> [REQUIRED ACTION] Below are records; quote them exactly from the first line through the line that contains "TARGET = hockey stick".

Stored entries
■ ■ ■ ■ ■

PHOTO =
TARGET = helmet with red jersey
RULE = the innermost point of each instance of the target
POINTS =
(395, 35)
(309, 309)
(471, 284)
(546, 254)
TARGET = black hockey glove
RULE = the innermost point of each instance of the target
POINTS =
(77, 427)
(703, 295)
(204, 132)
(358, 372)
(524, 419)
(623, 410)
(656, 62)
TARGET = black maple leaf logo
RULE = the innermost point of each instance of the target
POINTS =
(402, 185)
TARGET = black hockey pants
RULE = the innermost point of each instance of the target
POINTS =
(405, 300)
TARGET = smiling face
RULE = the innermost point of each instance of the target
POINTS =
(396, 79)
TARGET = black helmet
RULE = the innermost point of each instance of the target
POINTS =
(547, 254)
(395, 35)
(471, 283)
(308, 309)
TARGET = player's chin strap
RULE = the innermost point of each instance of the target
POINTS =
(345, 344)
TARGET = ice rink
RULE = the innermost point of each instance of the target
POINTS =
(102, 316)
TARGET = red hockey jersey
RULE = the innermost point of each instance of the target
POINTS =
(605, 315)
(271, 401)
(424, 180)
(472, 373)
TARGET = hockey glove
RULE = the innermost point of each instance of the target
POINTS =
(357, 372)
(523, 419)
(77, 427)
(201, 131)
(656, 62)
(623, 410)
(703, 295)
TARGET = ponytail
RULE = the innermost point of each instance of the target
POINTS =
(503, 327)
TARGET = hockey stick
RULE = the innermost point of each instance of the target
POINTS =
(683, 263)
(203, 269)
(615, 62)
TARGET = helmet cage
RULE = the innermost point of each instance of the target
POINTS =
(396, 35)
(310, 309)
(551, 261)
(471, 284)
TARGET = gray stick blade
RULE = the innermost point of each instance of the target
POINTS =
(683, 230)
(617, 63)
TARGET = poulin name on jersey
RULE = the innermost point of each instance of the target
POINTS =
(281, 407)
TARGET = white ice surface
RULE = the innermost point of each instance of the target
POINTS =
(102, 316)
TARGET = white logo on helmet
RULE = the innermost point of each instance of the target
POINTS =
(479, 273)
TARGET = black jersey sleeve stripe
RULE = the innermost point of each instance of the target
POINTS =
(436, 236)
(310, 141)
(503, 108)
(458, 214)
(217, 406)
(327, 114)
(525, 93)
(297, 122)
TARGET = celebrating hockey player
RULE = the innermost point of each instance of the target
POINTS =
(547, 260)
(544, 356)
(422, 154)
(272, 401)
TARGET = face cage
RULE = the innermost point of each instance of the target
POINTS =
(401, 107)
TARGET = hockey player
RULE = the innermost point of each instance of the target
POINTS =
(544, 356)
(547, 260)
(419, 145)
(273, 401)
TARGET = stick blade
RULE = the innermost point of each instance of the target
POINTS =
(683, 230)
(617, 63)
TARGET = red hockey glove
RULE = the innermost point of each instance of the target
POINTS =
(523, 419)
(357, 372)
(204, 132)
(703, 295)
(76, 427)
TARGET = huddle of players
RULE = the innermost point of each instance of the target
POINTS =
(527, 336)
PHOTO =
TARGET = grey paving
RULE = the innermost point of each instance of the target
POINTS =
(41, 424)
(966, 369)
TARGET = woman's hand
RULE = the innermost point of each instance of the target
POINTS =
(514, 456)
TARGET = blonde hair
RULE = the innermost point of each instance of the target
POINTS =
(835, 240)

■ ■ ■ ■ ■

> [REPLY]
PHOTO =
TARGET = helmet with red jersey
RULE = the innermost point of each instance of the target
POINTS =
(395, 35)
(309, 309)
(471, 284)
(546, 254)
TARGET = black hockey glove
RULE = the innermost point of each instance of the target
POINTS =
(77, 427)
(703, 295)
(204, 132)
(358, 372)
(524, 419)
(623, 410)
(656, 62)
TARGET = black maple leaf logo
RULE = the innermost point of each instance of the target
POINTS =
(402, 185)
TARGET = black hockey pants
RULE = the innermost point of each instance of the target
POINTS =
(405, 300)
TARGET = smiling face
RULE = the innermost point of each instance of the target
POINTS =
(396, 79)
TARGET = black helmet
RULE = the innermost point of each instance of the target
POINTS =
(547, 254)
(395, 35)
(471, 283)
(308, 309)
TARGET = player's chin strap
RULE = the innermost point of each instance of the target
POINTS =
(345, 344)
TARGET = ice rink
RULE = the innermost point of each instance of the target
POINTS =
(102, 316)
TARGET = red hockey jersey
RULE = the innermost point of each instance of the target
POINTS =
(605, 315)
(271, 401)
(424, 180)
(472, 373)
TARGET = hockey glove
RULE = the innermost point of each instance of the target
POINTS =
(357, 372)
(523, 419)
(77, 427)
(201, 131)
(656, 62)
(623, 410)
(703, 295)
TARGET = ponytail
RULE = the innermost point of each instance of the target
POINTS =
(503, 327)
TARGET = hockey stick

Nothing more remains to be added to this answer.